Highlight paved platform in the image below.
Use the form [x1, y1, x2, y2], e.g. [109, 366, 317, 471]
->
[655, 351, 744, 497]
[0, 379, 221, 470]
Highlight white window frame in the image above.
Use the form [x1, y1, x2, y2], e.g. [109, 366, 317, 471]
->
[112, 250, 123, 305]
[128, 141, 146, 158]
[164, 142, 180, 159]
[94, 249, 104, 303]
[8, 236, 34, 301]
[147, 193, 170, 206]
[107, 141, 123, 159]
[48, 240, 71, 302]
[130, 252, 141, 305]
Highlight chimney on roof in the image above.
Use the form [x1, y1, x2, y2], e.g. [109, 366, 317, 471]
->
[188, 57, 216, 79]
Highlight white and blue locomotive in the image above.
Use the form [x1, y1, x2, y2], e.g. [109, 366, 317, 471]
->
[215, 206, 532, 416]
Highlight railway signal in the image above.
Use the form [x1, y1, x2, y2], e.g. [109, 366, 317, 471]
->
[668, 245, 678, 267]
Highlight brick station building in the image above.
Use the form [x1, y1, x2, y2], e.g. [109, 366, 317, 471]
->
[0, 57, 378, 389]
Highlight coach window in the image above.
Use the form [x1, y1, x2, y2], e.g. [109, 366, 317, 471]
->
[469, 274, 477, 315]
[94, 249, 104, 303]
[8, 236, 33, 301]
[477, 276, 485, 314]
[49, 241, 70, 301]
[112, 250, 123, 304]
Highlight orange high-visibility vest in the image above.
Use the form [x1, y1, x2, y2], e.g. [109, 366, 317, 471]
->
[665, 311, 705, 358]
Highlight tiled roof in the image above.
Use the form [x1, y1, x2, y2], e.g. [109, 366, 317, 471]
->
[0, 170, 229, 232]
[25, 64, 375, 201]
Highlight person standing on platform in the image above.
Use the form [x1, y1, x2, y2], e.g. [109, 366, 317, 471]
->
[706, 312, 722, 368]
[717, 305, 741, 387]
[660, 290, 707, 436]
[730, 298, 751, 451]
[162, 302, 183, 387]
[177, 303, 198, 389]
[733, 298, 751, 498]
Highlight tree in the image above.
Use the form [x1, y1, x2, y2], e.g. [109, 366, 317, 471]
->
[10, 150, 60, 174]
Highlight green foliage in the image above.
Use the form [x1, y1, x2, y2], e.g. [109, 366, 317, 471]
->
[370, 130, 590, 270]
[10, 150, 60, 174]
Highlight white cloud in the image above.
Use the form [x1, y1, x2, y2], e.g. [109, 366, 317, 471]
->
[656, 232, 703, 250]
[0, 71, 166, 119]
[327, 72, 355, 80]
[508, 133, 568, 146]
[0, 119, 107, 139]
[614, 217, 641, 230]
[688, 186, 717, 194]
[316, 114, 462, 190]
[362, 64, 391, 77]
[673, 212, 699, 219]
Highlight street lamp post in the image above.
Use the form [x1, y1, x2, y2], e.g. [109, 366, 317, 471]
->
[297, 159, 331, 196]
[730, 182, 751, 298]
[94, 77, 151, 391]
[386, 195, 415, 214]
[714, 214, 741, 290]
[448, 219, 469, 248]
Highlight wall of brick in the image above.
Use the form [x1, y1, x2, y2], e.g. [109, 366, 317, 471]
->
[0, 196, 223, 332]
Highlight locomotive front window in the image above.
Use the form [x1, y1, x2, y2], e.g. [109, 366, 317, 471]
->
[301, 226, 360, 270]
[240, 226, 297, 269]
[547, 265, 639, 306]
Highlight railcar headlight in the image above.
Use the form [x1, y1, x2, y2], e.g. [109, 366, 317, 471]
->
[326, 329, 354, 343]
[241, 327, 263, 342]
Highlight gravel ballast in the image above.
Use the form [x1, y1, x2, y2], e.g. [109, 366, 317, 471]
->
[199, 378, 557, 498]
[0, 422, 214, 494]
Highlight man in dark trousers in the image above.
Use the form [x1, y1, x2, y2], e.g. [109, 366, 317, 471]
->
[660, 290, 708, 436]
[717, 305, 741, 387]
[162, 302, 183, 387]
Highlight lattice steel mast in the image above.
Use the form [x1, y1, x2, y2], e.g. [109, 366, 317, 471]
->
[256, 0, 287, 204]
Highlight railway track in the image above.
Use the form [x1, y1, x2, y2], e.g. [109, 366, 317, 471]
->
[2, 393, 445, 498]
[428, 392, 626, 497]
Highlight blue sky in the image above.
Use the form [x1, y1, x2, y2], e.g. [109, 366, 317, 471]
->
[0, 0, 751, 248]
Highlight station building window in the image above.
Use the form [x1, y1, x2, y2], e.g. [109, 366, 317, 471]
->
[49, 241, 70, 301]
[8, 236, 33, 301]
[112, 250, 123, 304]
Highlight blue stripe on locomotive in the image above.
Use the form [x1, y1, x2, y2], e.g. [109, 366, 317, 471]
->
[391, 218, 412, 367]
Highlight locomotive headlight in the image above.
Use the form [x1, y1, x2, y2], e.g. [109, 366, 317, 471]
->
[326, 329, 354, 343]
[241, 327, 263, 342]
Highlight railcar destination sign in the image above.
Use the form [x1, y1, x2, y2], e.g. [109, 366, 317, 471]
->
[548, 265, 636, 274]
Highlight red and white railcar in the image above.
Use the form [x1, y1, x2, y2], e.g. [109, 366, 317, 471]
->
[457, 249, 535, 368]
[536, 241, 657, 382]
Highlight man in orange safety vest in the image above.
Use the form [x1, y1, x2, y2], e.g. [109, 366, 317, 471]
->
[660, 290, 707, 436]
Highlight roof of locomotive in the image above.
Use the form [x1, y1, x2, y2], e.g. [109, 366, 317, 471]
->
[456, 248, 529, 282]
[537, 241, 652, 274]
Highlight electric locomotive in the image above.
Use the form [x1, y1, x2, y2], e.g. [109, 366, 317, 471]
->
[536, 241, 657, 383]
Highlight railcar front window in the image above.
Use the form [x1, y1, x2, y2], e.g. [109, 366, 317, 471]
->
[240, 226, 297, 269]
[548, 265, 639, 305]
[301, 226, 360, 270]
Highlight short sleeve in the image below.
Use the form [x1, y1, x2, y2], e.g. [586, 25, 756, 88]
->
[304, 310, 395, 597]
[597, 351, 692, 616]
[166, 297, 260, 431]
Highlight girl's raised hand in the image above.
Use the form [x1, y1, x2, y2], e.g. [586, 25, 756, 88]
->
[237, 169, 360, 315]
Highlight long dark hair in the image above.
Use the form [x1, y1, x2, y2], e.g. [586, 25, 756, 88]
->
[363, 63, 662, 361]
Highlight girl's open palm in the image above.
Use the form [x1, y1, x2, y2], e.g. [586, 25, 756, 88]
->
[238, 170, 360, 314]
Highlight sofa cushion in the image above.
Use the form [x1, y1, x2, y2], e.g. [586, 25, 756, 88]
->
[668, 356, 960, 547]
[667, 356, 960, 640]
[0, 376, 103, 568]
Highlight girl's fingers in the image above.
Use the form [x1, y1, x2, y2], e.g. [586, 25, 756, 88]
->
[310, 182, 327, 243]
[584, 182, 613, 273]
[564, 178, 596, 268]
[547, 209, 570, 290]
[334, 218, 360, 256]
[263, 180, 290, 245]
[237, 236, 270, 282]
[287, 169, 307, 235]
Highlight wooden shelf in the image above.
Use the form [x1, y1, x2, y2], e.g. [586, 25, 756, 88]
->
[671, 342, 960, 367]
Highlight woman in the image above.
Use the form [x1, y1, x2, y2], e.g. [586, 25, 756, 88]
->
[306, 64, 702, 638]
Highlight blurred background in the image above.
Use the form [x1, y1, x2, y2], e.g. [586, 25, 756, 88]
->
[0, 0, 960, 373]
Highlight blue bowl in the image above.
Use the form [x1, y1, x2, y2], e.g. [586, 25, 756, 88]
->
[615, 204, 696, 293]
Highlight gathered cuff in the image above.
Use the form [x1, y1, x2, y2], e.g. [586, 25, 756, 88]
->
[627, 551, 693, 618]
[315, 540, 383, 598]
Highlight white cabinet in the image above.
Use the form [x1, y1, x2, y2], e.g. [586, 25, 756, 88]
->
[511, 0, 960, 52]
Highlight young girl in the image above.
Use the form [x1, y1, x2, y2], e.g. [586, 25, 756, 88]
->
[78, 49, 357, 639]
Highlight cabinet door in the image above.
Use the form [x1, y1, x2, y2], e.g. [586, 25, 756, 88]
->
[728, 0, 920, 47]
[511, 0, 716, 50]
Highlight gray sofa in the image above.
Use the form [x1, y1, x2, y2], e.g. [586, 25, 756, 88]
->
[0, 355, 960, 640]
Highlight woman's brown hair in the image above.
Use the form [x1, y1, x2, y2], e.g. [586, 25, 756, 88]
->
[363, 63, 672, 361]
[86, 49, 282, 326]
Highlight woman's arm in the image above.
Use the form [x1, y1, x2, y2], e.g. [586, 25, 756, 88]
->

• Work instructions: Set down, unchanged, the lines of the listing from the line with "Highlight railcar destination" to the line with "[536, 241, 657, 382]", both included.

• Exercise response:
Highlight railcar destination sign in the image above.
Use the form [x1, y1, x2, y2], e.g. [109, 366, 317, 471]
->
[548, 265, 636, 274]
Highlight red and white railcar in the image above.
Use the form [x1, y1, x2, y2], e.g. [109, 366, 317, 471]
->
[457, 249, 535, 368]
[536, 241, 657, 382]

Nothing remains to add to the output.